Your goal:
Return every line of the data below that contains the word "wooden".

[Items from a dataset]

--------------------------------------------------

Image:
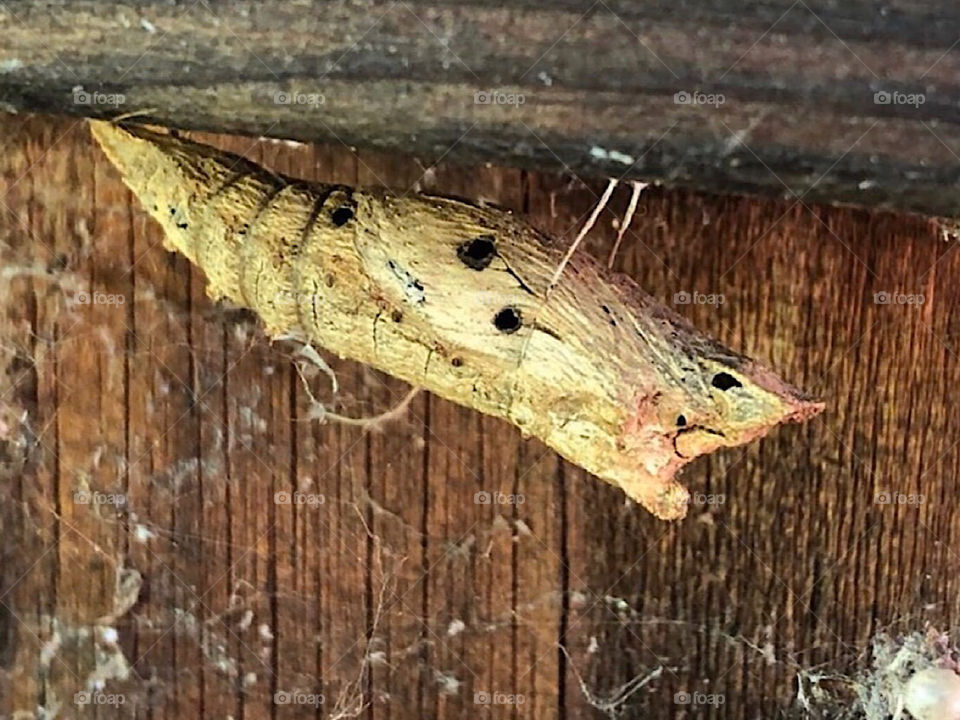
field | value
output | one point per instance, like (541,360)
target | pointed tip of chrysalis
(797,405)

--------------------------------------------------

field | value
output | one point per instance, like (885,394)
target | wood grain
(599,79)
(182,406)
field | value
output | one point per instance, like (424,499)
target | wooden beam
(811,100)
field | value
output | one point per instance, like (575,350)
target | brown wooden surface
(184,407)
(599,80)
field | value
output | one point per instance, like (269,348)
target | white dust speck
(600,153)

--------------------------------------------------

Solution for this problem:
target | wooden beam
target | brown wooden surface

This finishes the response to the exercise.